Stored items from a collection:

╭──

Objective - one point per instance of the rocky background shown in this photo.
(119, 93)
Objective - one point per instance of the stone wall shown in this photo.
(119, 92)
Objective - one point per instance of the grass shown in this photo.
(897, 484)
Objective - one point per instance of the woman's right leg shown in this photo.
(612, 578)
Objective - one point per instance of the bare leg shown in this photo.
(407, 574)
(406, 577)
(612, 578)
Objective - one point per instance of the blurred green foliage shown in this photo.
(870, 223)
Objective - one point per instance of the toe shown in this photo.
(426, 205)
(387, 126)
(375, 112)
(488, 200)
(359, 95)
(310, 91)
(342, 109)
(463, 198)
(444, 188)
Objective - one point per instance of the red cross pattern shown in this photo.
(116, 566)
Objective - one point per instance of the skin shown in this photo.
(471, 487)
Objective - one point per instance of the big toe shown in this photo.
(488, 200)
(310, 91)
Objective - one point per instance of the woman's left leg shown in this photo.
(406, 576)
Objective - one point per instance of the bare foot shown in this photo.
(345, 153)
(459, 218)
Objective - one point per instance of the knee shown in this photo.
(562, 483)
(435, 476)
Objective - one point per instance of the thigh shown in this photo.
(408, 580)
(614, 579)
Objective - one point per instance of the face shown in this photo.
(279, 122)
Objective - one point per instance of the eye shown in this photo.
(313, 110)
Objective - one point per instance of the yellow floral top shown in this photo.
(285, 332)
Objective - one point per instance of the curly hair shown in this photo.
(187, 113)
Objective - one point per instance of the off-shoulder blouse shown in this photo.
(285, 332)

╰──

- _TASK REQUIREMENTS_:
Your reply should consist of the records, copied exactly.

- _COMPLETED EXERCISE_:
Objective - one point per instance of the rocky background shown in this photo.
(119, 93)
Objective - one point per instance of the stone wall shown in this photo.
(119, 92)
Objective - one point per instance of the grass shown in this photo.
(897, 484)
Objective - one point per instance of the woman's right leg shown in this photo.
(612, 578)
Objective - one point per instance of the bare leg shown in this photo.
(407, 574)
(406, 577)
(612, 578)
Objective - one point per instance of the blurred green foliage shown in this photo.
(870, 223)
Objective - one point per instance of the toe shown in this photo.
(426, 205)
(387, 126)
(375, 112)
(488, 200)
(359, 95)
(310, 91)
(342, 109)
(463, 198)
(444, 188)
Objective - one point per instance of the red cross pattern shown in this photo.
(116, 566)
Objective - one point per instance of the skin shown in this photo.
(471, 487)
Objective - one point per instance of the big toe shown in this photo.
(488, 200)
(310, 91)
Objective - one point per instance of the woman's left leg shown in this photo.
(406, 576)
Objective - one point per instance of the bare foot shown in this photo.
(345, 153)
(459, 218)
Objective - one point per instance of the knee shown in this photo.
(562, 483)
(435, 476)
Objective - one point per instance of the thigh shown in this photo.
(408, 580)
(614, 579)
Objective - one point per instance of the face shown in this photo.
(279, 122)
Objective - one point per instance of the eye shown in this photo.
(313, 110)
Objective - one point per instance of the yellow floral top shown in this photo.
(285, 332)
Objective - one point per instance of the curly hair shown in this photo.
(187, 113)
Objective - one point per instance of the off-shoulder blouse shown in this photo.
(285, 332)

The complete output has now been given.